▶ **What the task asks**: Rewrite every row below with each "grey" switched to "gray" and nothing else changed, and omit the pictures from your copy.

Rows from a pointing dataset

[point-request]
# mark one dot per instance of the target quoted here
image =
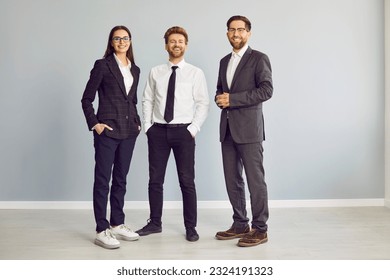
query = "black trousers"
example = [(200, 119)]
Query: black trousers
[(249, 157), (112, 157), (161, 140)]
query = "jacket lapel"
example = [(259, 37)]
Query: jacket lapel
[(114, 68), (224, 66), (242, 63)]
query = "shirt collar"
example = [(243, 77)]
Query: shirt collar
[(242, 51), (181, 64), (120, 64)]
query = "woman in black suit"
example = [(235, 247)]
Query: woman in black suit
[(115, 127)]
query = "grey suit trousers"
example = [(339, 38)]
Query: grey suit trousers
[(249, 157)]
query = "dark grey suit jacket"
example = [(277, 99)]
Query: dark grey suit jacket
[(116, 108), (251, 86)]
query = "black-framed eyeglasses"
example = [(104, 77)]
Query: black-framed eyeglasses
[(239, 30), (118, 39)]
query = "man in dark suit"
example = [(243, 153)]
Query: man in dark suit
[(244, 83)]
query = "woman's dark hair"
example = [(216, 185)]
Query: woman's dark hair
[(248, 24), (110, 49)]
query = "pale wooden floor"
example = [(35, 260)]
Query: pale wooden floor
[(356, 233)]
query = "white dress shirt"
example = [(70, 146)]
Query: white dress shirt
[(191, 96), (233, 63), (125, 70)]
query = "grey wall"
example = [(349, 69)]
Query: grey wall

▶ **Output for this task**:
[point-request]
# mark one dot per instance of the target quoted here
image =
query = "black trousers"
example = [(200, 119)]
Query: black trousers
[(249, 157), (112, 157), (161, 140)]
query = "jacket lapel"
example = [(259, 37)]
Query: jacket lapel
[(114, 68), (224, 66), (242, 63)]
query = "shirt collar"
example = [(243, 77)]
Query: shirt collar
[(242, 51), (181, 64), (120, 64)]
query = "woman in black suit"
example = [(235, 247)]
Query: woman in black suit
[(115, 127)]
query = "gray suit trousers"
example = [(339, 38)]
Query: gray suit trousers
[(249, 157)]
query = "dark gray suit jacket"
example = [(277, 99)]
Query: dark gray suit jacket
[(116, 108), (251, 86)]
query = "black-framed eyeglasses"
example = [(104, 77)]
Query: black-framed eyeglasses
[(239, 30), (118, 39)]
query = "man in dark suit"
example = [(243, 153)]
Query: man in dark suit
[(244, 83)]
query = "woman's dark hair"
example = [(216, 185)]
Query: woman's dark hair
[(248, 24), (110, 49)]
query = "pale wooden floor"
example = [(35, 260)]
Query: pale wooden floor
[(356, 233)]
query = "white dress shirt"
example = [(70, 146)]
Query: white dress shirt
[(191, 96), (233, 63), (125, 70)]
query = "gray wall"
example = [(349, 69)]
Query: gray wall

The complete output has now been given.